Records from a point labeling set

========================================================================

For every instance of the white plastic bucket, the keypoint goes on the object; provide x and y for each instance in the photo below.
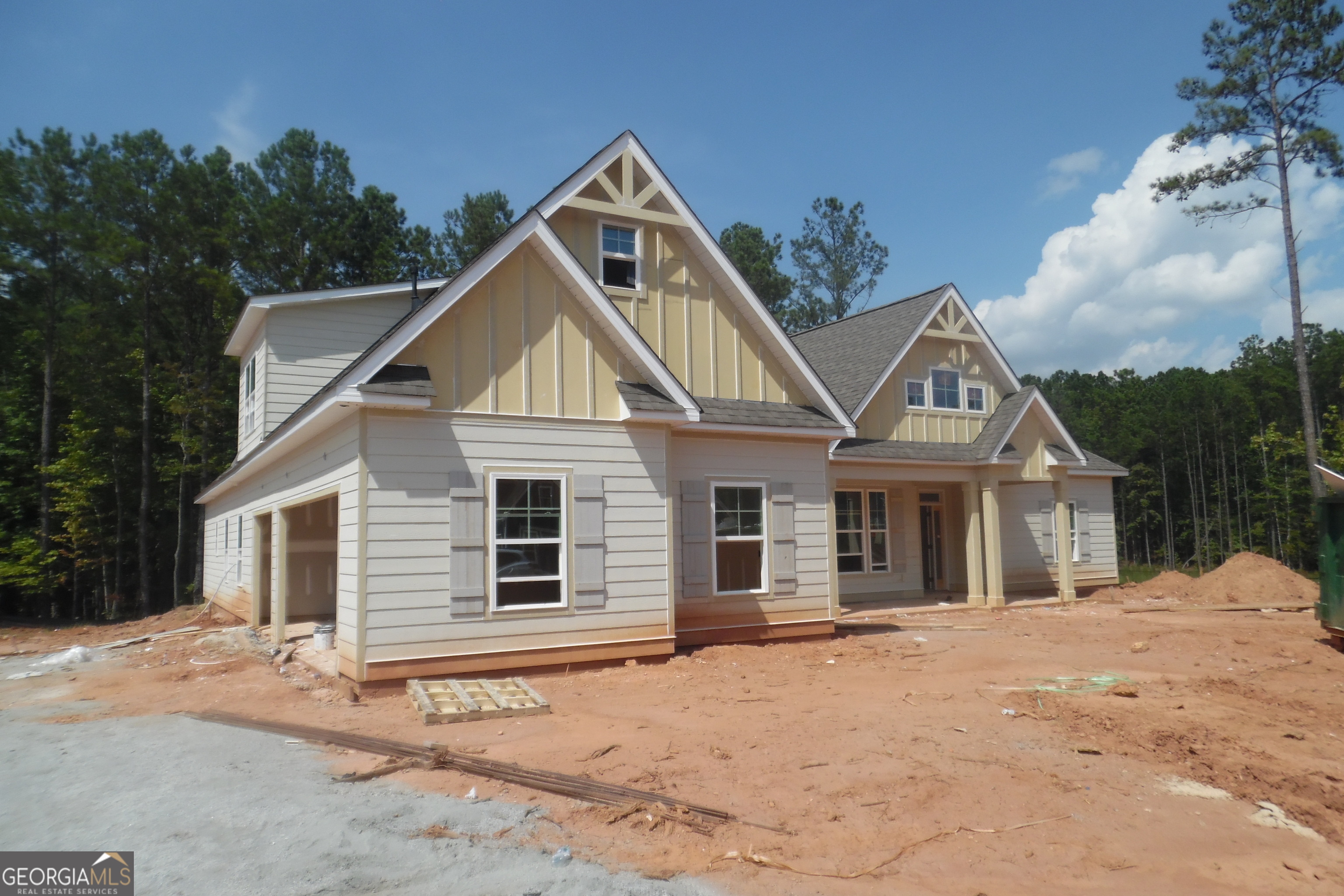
(324, 637)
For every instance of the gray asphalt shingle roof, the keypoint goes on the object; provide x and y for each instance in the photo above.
(851, 354)
(977, 452)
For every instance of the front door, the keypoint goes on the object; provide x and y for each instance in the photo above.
(931, 540)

========================================================================

STATED GOAL:
Rename "keypoint" to "marker" throughout the records, and write out their lines again with nothing else changed. Leave the pictures out of your answer.

OUTPUT OF THE EXERCISE:
For every instance of the white plastic bucket, the marker goes on the object; provide x and y for each instance in the photo below.
(324, 637)
For every instance of the gray asphalt shingle roof, the marker goes on the object; provide x and y for each instance in the photo above.
(851, 354)
(977, 452)
For every instance of the front door, the marker goes on the object; provide x and y for each instance in the photo above.
(931, 540)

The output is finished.